Exercise prompt:
Whenever the word "scoreboard" turns up in a line below, that line should be copied.

(Referring expression pointing data)
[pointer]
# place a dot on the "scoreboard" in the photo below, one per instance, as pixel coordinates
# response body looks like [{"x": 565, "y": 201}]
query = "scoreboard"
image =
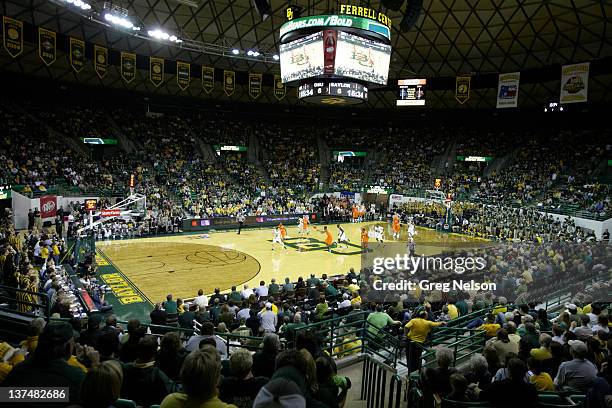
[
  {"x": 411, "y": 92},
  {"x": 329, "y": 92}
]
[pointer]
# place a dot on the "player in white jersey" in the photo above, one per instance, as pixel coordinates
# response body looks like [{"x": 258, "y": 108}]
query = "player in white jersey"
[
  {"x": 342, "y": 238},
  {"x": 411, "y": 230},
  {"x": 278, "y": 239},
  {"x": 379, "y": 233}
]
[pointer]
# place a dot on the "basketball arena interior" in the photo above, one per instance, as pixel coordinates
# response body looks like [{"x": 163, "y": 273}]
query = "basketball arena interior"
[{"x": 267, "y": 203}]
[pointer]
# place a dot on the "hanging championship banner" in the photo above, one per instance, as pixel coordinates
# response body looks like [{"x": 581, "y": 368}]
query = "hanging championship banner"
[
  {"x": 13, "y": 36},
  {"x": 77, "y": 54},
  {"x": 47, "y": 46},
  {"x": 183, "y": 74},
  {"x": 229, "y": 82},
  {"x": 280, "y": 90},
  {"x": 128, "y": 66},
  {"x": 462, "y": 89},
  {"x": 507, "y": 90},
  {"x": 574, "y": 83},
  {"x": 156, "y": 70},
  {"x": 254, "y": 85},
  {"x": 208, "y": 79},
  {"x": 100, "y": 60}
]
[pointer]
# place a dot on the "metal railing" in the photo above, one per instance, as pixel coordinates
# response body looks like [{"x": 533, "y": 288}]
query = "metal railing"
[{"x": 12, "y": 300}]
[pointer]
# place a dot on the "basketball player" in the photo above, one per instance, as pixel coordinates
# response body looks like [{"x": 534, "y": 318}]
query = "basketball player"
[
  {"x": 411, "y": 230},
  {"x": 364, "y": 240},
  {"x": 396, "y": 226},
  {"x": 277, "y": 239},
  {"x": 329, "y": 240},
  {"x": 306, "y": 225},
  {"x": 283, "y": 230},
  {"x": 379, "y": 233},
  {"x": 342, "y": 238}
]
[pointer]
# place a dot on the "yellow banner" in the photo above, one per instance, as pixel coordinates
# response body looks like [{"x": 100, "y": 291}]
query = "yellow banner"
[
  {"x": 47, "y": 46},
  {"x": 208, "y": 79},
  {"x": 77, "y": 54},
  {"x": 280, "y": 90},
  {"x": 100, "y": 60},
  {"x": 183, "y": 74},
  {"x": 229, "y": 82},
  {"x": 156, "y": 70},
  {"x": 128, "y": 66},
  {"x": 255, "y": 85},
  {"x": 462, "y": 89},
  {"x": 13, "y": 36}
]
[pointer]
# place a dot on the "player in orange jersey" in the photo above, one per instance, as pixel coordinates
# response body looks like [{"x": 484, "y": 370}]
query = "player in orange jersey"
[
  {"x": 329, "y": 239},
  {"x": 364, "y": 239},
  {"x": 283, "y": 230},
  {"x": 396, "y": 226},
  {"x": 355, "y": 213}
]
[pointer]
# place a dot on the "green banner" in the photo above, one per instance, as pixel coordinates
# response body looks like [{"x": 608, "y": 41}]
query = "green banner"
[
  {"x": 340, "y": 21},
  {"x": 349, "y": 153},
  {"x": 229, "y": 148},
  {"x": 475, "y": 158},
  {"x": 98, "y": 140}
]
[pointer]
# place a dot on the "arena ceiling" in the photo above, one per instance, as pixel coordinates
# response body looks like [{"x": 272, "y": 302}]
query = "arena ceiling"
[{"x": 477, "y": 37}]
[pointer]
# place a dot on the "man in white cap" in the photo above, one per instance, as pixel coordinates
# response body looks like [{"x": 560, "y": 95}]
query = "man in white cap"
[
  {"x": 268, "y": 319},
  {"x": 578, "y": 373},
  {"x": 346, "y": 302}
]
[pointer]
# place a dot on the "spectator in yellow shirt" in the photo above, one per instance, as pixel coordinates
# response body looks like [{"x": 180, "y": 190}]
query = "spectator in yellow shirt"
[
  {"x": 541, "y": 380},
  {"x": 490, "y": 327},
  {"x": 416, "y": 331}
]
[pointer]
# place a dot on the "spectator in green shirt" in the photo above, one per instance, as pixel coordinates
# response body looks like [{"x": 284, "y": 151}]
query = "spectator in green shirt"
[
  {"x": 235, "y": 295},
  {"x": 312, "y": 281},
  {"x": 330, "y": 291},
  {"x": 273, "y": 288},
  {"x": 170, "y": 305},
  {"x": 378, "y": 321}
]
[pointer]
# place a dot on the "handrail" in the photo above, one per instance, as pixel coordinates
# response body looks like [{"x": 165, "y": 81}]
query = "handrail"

Answer section:
# place a dot on the "scoreboard" in the photo below, one per instance, as pixel coordinates
query = "scoreboard"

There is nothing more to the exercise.